◆ Exercise
Run through the records and, wherever a line holds the word "below", return that line.

:: Supplied material

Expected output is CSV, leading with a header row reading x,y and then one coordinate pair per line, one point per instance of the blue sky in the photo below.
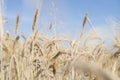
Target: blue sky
x,y
67,14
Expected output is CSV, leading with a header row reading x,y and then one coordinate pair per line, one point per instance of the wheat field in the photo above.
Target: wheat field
x,y
40,57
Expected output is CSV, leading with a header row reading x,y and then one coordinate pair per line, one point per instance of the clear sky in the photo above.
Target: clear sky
x,y
67,14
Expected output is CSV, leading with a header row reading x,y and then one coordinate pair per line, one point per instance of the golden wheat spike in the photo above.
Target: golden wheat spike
x,y
35,19
85,20
17,23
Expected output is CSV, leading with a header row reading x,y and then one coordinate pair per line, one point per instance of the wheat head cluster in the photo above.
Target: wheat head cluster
x,y
40,57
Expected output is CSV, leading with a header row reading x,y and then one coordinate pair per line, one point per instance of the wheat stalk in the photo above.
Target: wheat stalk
x,y
35,19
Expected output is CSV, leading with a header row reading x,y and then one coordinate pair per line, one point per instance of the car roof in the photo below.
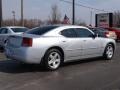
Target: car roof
x,y
13,27
64,25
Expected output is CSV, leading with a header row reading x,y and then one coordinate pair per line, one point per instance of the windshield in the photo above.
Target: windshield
x,y
17,30
41,30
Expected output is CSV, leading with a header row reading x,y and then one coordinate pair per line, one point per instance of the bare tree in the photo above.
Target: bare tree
x,y
55,15
116,19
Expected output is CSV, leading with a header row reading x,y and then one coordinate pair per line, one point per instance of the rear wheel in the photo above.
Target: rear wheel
x,y
109,52
53,59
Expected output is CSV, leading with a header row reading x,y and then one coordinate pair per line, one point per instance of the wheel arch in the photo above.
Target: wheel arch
x,y
58,48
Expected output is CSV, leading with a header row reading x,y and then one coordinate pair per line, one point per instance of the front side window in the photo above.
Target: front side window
x,y
41,30
69,33
81,32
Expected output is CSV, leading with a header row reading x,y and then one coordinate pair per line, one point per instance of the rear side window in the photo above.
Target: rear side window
x,y
69,33
3,31
17,30
41,30
81,32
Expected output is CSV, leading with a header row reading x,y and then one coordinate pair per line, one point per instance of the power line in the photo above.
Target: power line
x,y
78,4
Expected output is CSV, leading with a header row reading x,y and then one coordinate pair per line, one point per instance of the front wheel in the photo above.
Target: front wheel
x,y
52,59
109,52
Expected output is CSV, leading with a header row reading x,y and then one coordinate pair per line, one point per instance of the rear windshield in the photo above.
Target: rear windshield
x,y
17,30
41,30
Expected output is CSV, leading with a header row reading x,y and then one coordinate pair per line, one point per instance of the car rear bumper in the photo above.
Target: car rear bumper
x,y
27,55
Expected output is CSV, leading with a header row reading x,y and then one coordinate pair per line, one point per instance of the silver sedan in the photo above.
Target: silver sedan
x,y
53,45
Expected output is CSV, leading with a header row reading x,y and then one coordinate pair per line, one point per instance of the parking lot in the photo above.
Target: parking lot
x,y
92,74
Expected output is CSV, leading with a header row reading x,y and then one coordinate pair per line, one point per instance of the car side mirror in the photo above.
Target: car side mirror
x,y
95,35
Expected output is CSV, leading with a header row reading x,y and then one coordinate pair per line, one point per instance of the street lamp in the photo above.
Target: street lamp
x,y
13,12
73,12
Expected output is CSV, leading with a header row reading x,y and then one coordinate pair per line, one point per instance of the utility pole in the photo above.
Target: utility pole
x,y
22,19
13,12
73,12
91,14
0,13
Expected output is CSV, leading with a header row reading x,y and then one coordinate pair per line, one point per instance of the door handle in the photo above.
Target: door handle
x,y
63,41
84,40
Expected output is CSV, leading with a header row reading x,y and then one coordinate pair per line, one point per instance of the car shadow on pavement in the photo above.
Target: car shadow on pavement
x,y
84,61
15,67
12,66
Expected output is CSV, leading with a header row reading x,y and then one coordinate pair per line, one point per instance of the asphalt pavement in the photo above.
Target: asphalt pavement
x,y
91,74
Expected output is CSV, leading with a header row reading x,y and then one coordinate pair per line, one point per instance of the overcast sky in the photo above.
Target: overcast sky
x,y
41,9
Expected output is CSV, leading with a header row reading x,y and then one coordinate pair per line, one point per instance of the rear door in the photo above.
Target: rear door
x,y
72,44
91,46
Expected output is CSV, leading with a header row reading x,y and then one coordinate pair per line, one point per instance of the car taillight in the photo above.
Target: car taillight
x,y
106,34
27,42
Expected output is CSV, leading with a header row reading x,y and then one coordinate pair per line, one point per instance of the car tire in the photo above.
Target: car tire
x,y
109,52
53,59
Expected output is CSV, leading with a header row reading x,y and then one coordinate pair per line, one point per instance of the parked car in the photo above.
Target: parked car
x,y
53,45
101,32
5,32
116,30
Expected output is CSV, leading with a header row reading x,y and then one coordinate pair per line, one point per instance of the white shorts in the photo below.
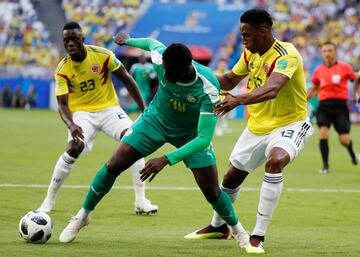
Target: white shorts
x,y
252,150
112,121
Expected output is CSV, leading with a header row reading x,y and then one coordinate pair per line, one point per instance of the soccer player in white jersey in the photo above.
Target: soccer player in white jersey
x,y
278,125
87,104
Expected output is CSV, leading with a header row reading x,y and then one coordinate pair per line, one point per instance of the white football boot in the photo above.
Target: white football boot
x,y
47,205
145,207
72,229
242,239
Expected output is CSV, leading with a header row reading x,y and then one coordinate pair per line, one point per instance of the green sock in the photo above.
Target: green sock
x,y
224,208
101,184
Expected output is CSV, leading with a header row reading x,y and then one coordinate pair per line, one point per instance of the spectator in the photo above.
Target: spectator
x,y
143,72
6,97
31,98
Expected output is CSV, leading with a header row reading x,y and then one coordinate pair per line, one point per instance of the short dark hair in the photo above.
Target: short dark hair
x,y
72,25
177,56
256,16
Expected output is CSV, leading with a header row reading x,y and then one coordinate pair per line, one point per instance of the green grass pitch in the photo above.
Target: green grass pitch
x,y
318,214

::::

◆ Response
Expected output is CSV, leading with a header row reading x,y and then one coordinate pair per line, one point per instance of the blue sky in the photo below.
Expected output is CSV, leading with a header row reading x,y and then one coordinate pair per line, one point per instance of the car roof in the photo below.
Expected output is CSV, leading with a header row reading x,y and then one coordinate pair per line, one point per instance of the white shorts in the photo below.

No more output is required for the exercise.